--- Excerpts of pointing data ---
'''

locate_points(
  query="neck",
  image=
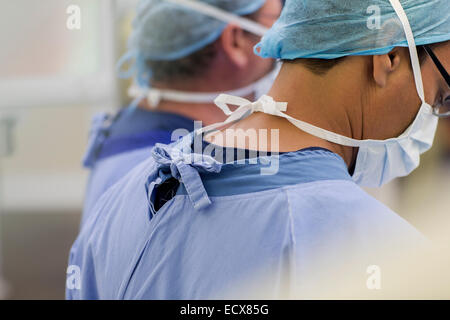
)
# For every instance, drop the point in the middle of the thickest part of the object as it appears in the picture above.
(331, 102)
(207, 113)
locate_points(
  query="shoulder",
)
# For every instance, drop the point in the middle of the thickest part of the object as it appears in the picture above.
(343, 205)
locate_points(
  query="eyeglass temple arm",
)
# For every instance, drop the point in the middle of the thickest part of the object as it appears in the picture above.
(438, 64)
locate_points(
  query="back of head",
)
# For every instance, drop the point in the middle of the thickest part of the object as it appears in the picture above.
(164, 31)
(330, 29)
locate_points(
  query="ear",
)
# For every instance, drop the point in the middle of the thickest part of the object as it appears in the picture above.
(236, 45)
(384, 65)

'''
'''

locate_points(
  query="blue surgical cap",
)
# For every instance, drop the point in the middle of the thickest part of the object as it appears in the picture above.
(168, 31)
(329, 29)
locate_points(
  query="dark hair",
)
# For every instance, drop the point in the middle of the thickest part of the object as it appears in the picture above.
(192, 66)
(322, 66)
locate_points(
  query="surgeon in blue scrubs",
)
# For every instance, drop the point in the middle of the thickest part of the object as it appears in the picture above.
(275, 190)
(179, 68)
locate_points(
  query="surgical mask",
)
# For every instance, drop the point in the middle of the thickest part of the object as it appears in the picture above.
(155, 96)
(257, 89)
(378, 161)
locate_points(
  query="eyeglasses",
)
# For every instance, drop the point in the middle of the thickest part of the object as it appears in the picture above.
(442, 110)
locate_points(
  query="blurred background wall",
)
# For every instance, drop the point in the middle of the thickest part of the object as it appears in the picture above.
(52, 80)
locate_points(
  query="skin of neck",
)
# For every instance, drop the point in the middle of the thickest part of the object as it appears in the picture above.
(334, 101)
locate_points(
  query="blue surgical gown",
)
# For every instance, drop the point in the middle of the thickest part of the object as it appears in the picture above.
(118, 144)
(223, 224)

'''

--- DIRECTION ---
Tally the lines of the data above that contain the string "blue", with case counting. Reply with the number alone.

--- EXERCISE OUTPUT ---
3